DIRECTIONS: Where a picture appears, leave it out; copy everything else in the records exactly.

============

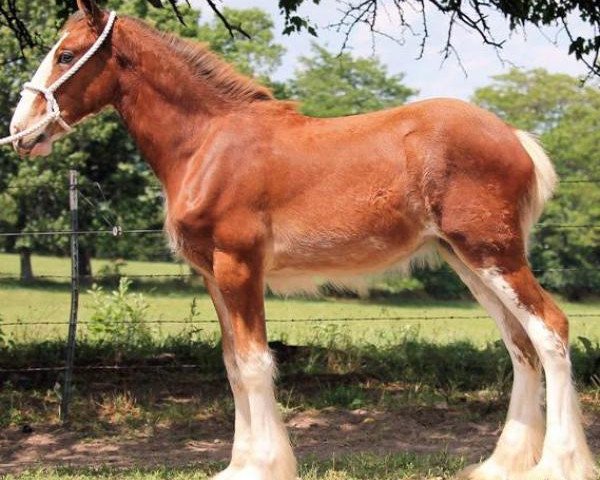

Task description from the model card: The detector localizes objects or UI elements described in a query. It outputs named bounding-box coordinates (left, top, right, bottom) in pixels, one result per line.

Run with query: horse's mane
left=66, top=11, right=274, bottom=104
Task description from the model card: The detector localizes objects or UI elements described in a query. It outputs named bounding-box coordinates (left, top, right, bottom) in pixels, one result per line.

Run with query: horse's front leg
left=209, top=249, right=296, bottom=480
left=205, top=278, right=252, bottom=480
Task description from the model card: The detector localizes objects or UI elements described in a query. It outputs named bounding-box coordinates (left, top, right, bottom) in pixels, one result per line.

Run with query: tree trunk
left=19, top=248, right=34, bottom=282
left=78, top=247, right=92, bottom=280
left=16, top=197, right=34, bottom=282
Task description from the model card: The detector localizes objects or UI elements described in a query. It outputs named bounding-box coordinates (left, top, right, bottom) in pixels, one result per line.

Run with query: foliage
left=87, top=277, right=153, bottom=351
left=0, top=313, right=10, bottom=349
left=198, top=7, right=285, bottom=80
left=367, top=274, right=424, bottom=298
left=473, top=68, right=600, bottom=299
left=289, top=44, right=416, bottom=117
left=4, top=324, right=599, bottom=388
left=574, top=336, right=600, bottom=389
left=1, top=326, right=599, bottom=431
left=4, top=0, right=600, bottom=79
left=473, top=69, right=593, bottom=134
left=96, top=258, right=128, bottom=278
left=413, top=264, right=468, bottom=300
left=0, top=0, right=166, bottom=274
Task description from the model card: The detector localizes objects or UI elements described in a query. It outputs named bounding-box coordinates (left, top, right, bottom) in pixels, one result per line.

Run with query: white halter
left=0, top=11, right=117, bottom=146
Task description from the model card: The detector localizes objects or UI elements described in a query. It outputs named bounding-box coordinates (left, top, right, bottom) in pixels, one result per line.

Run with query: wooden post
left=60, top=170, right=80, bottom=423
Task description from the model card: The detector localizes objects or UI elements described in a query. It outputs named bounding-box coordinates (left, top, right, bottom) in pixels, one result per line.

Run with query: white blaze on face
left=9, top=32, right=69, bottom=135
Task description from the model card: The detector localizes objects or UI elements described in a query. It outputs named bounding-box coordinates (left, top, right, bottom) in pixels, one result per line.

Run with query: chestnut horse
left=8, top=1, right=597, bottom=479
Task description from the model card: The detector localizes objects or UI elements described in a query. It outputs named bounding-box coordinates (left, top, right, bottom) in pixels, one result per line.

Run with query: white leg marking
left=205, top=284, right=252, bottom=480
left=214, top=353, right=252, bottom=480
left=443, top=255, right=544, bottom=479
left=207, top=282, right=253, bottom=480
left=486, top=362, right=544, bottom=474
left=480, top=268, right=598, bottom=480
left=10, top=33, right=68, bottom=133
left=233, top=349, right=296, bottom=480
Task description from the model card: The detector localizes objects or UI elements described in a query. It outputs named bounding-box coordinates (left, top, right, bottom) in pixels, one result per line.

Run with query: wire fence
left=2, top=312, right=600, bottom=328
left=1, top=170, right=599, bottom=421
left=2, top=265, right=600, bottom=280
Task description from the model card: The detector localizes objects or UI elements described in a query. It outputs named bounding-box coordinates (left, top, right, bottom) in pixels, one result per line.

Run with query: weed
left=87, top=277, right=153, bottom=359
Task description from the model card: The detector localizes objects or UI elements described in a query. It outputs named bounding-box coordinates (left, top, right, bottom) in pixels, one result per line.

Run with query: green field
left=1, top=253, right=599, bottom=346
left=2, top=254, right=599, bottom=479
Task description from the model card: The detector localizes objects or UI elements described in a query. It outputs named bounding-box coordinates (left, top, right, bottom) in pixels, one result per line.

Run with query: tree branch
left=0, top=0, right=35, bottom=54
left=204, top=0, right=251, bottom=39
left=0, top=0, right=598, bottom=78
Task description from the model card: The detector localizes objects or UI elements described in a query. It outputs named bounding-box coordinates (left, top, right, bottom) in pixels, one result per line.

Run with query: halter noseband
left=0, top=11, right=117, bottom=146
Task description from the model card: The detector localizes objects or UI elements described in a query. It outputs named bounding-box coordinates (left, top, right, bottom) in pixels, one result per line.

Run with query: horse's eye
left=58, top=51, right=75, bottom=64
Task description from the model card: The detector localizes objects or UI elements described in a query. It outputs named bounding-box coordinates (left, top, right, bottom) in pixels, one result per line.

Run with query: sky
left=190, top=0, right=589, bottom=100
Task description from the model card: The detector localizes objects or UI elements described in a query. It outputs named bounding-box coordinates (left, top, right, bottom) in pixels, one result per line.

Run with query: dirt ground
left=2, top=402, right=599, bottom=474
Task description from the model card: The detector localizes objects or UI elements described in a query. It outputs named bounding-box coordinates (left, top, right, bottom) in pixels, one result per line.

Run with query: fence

============

RESULT:
Task description from the model card: The detector localizes objects or UI elements described in a query. It outputs named bounding-box coordinates (left, top, right, bottom) in pixels, one result per line.

Run with query: horse's mane
left=66, top=11, right=274, bottom=104
Task description from the model card: The detector localizes objects or UI elements described in a query. It outputs named bounding-box coordinates (left, top, right, bottom) in pixels, one result per line.

Run with query: horse's front leg
left=209, top=249, right=296, bottom=480
left=205, top=278, right=252, bottom=480
Task description from the model card: The detector localizes objects or UI elements described in a query. It outputs named bounding-box coordinates (left, top, right, bottom) in pixels, one result per line.

Run with query: tree trunk
left=19, top=248, right=34, bottom=282
left=78, top=247, right=92, bottom=280
left=16, top=197, right=34, bottom=282
Task description from the model card: The detector localizes objects or UI elements described in a query. It outputs named bounding-box coordinates (left, top, right, bottom) in pixels, one result per line.

Run with query: foliage
left=87, top=277, right=153, bottom=351
left=0, top=313, right=10, bottom=349
left=198, top=7, right=285, bottom=80
left=367, top=274, right=424, bottom=298
left=473, top=68, right=600, bottom=299
left=289, top=44, right=416, bottom=117
left=4, top=324, right=599, bottom=388
left=574, top=336, right=600, bottom=389
left=1, top=326, right=599, bottom=431
left=4, top=0, right=600, bottom=79
left=473, top=69, right=593, bottom=134
left=96, top=258, right=128, bottom=278
left=413, top=264, right=468, bottom=300
left=0, top=0, right=166, bottom=274
Task description from the model card: The detector localizes objects or UI elements described in a query. It outputs named bounding-box coordinates (left, top, right, bottom) in pixels, one result per line.

Run with query: white halter
left=0, top=11, right=117, bottom=146
Task description from the model card: The detector localizes objects or UI elements described in a query. It outputs named bounding-box coordinates (left, top, right, bottom) in pixels, one result per line.

Run with query: wooden post
left=60, top=170, right=80, bottom=423
Task description from the model card: The detector localizes objects or UI elements described in a query. It outputs named bounding-box coordinates (left, top, right, bottom) in pixels, one result per line.

Run with query: white blaze on face
left=9, top=32, right=69, bottom=135
Task description from the model card: The detector localizes objects or UI elements described in a query. It outputs named bounding-box coordinates (left, top, right, bottom) in pixels, one result per line.

Run with query: chestnut horse
left=8, top=1, right=597, bottom=479
Task description from the model card: The detector localizes objects or UI elements described in a query. It outputs named bounding-box coordinates (left, top, right, bottom) in pixels, one result per line.

Run with query: white leg marking
left=205, top=284, right=252, bottom=480
left=214, top=353, right=252, bottom=480
left=443, top=255, right=544, bottom=479
left=207, top=282, right=253, bottom=480
left=486, top=362, right=544, bottom=474
left=480, top=268, right=598, bottom=480
left=10, top=33, right=68, bottom=133
left=233, top=349, right=296, bottom=480
Task description from the model card: The detector localizes objects or UI elements described in a query. It outputs named bounding-box coordinates (left, top, right, bottom) in pixels, one result per line.

Run with query: wire fence
left=2, top=312, right=600, bottom=328
left=1, top=170, right=599, bottom=421
left=2, top=265, right=600, bottom=280
Task description from the model card: The detector localizes objects or UI elements described in a query. It outputs named bounding-box coordinates (left, top, right, bottom) in pixels, one result per line.

Run with query: weed
left=87, top=277, right=153, bottom=359
Task description from the model card: The detector localizes objects or UI elements described in a query. It outputs named bounding-box coordinates (left, top, right, bottom) in pixels, one result per line.

Run with query: green field
left=1, top=253, right=599, bottom=346
left=2, top=254, right=599, bottom=479
Task description from the model card: The detector localizes objects or UI elements described in a query. It outputs named bounding-box coordinates (left, top, right, bottom) in pixels, one result per line.

Run with query: tree branch
left=0, top=0, right=35, bottom=54
left=204, top=0, right=251, bottom=39
left=0, top=0, right=598, bottom=78
Task description from the model card: The detector localizes objects or UI elements described in a query. It outputs named bounding-box coordinates (left, top, right, bottom) in pixels, one result per line.

Run with query: halter noseband
left=0, top=11, right=117, bottom=146
Task description from the model card: The detector localizes objects or UI elements described in a query. It outputs named bounding-box coordinates (left, top, right, bottom) in pixels, one result per line.

Run with query: horse's eye
left=58, top=51, right=75, bottom=64
Task description from the model card: The detector localizes objects or UI elements described in a query. It outputs named bounding-box coordinates (left, top, right, bottom) in pixels, one result per line.

Run with query: sky
left=190, top=0, right=589, bottom=100
Task description from the model card: The detector localizes objects or UI elements described in a query. It outputs named bounding-box coordinates (left, top, right, bottom) in pixels, one result per line.

Run with query: dirt ground
left=2, top=402, right=599, bottom=474
Task description from the model card: The detector localizes objects or UI elements described in a query. It outputs named bounding-box coordinates (left, top, right, bottom) in pixels, one result per line.

Run with query: fence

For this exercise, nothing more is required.